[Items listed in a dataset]
___

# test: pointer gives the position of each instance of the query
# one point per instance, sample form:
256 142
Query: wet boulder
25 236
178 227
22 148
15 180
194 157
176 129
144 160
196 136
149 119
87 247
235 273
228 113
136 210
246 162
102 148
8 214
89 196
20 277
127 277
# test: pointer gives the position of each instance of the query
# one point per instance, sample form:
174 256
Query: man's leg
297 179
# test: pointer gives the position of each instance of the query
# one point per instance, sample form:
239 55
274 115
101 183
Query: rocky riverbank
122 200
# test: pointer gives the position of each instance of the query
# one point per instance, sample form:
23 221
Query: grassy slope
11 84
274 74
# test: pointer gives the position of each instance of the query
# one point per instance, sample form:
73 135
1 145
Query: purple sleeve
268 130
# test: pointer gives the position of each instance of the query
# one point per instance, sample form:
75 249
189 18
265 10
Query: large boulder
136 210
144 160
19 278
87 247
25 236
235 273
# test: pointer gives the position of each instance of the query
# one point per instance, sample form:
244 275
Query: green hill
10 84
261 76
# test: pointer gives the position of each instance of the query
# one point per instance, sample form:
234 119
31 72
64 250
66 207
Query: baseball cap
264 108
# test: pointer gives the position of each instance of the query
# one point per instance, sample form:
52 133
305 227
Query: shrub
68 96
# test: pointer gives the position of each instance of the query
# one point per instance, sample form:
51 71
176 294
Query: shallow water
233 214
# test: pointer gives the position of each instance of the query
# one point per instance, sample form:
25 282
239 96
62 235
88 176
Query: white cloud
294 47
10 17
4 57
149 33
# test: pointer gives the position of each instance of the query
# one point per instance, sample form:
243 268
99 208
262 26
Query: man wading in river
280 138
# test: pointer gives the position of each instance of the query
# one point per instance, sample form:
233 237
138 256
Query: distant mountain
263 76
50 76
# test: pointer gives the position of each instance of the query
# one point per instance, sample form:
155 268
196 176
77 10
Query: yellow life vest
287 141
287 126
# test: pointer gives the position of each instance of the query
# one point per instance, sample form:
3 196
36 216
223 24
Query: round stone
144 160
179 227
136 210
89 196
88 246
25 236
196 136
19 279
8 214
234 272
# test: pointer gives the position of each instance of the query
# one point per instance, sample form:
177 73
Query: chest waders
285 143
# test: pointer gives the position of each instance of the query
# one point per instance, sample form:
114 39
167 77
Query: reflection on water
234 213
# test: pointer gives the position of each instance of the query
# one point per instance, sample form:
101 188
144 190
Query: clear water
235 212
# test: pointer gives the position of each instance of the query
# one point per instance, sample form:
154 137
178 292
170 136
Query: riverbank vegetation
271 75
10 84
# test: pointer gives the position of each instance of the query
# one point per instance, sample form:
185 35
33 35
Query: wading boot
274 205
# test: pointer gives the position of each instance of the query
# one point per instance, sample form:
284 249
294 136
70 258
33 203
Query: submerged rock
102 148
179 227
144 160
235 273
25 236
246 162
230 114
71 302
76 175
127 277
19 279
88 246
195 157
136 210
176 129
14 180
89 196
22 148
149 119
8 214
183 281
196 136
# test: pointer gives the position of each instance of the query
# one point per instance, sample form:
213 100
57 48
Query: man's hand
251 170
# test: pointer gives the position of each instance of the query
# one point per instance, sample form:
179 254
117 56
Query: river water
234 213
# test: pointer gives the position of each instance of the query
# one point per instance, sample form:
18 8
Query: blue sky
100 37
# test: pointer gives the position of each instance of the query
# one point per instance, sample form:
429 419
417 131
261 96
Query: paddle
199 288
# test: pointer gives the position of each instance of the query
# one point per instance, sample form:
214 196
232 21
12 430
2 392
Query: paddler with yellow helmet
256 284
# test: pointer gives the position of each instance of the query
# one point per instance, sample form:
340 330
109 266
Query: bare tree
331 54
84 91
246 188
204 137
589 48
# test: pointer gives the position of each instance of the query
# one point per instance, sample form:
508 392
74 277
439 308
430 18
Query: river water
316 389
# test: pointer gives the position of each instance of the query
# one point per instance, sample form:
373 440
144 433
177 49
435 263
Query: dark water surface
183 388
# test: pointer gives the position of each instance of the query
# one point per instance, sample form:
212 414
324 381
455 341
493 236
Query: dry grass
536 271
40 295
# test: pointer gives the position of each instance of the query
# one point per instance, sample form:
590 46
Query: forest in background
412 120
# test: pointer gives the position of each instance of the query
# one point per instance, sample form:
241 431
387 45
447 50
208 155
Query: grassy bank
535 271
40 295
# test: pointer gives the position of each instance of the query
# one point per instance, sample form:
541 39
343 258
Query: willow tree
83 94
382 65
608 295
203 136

___

[What this task involves]
Copy every line that appears above, with each word kept as it is.

[Result for this task]
# test: pointer gives the position of each instance of the query
# one point per instance, sample form:
256 142
Query: wet boulder
25 236
178 227
22 148
15 180
194 157
176 129
144 160
196 136
149 119
87 247
235 273
228 113
136 210
246 162
102 148
8 214
89 196
20 277
127 277
# test: pointer gives the position of each instance of the query
# one point per instance, sample form:
174 256
Query: man's leg
297 179
# test: pointer gives the position of each instance of the query
# one point per instance, sample form:
239 55
274 115
101 183
Query: rocky riverbank
122 200
# test: pointer gives the position of each instance of the query
# one point per instance, sample form:
23 221
Query: grassy slope
11 84
274 74
# test: pointer gives the position of each instance of the query
# one point per instance, sample form:
73 135
1 145
Query: purple sleeve
268 130
# test: pointer gives the position of each instance of the query
# one point per instance, sample form:
75 249
189 18
265 10
Query: large boulder
136 210
144 160
19 278
87 247
25 236
235 273
# test: pointer gives the position of each instance of the query
# one point per instance, sample form:
244 275
Query: green hill
10 84
261 76
# test: pointer gives the position of each instance of the query
# one point per instance, sample form:
234 119
31 72
64 250
66 207
Query: baseball cap
264 108
# test: pointer gives the position of each instance of the query
# one point per instance, sample form:
52 133
305 227
Query: shrub
68 96
# test: pointer gives the position of each instance of the query
# one point per instance, sample form:
51 71
176 294
Query: shallow water
233 214
# test: pointer gives the position of each instance of the query
# one point per instance, sample form:
25 282
239 96
62 235
88 176
Query: white cloud
294 47
10 17
4 57
149 33
# test: pointer gives the position of each instance of the query
# one point per instance, sample form:
243 268
99 208
262 26
Query: man wading in river
280 138
# test: pointer gives the position of each instance of the query
# one point per instance, sample form:
233 237
138 256
Query: distant mountain
263 76
50 76
# test: pointer gives the position of each instance of the query
# one point per instance, sample form:
155 268
196 176
77 10
Query: yellow life vest
287 141
287 126
# test: pointer gives the position of each instance of the query
# one point per instance, sample form:
3 196
36 216
223 24
Query: round stone
144 160
179 227
136 210
89 196
88 246
25 236
196 136
19 279
8 214
234 272
# test: pointer gives the position of each instance of the query
# one point per instance, sample form:
177 73
Query: chest waders
285 143
# test: pointer gives the position of each instance of the query
# one point per instance, sample form:
114 39
167 77
Query: reflection on water
234 213
# test: pointer gives the position of each instance of the query
# one point per instance, sample form:
101 188
144 190
Query: clear water
235 212
# test: pointer gives the position of each instance of the query
# one point per instance, sample form:
154 137
178 292
170 136
Query: riverbank vegetation
271 75
10 84
# test: pointer gives the position of each instance of the query
# one point per instance, sample form:
185 35
33 35
Query: wading boot
274 205
# test: pointer gives the position of each instance of the query
# one point per instance, sample form:
284 249
294 136
70 258
33 203
Query: submerged rock
102 148
179 227
144 160
235 273
25 236
246 162
230 114
71 302
76 175
127 277
19 279
88 246
195 157
136 210
176 129
14 180
89 196
22 148
149 119
8 214
183 281
196 136
# test: pointer gives the position of each instance of the query
# one point per instance, sample form:
213 100
57 48
Query: man's hand
251 170
# test: pointer gives the position of each instance of the query
# one point per instance, sample form:
179 254
117 56
Query: river water
234 213
# test: pointer gives the position of each instance of the query
# one point per instance, sample form:
18 8
Query: blue sky
100 37
# test: pointer gives the position of each instance of the query
# one point per instance, sample form:
429 419
417 131
261 96
Query: paddle
199 288
# test: pointer gives the position of each instance of the query
# one point per instance, sample form:
214 196
232 21
12 430
2 392
Query: paddler with yellow helmet
256 284
# test: pointer gives the position of each instance of the query
# one point per instance, sample form:
340 330
109 266
Query: bare tree
331 54
84 91
246 188
204 137
589 48
# test: pointer gives the position of each instance of the query
# one point per instance, sample form:
508 392
74 277
439 308
430 18
Query: river water
316 389
# test: pointer gives the position of each instance of the query
# one point per instance, sample form:
373 440
144 433
177 49
435 263
Query: dark water surface
183 388
# test: pointer gives the position of each instance of the query
# one point per instance, sample form:
212 414
324 381
455 341
493 236
Query: dry grass
536 271
40 295
# test: pointer gives the position of each instance of the query
# one point per instance, sample form:
590 46
Query: forest in background
412 120
# test: pointer gives the position of each instance of the query
# one point per instance, sample form:
241 431
387 45
447 50
208 155
Query: grassy bank
535 271
40 295
# test: pointer gives the position of each instance of the query
# one point per instance, sample form:
541 39
343 258
Query: willow tree
83 94
382 65
608 295
203 136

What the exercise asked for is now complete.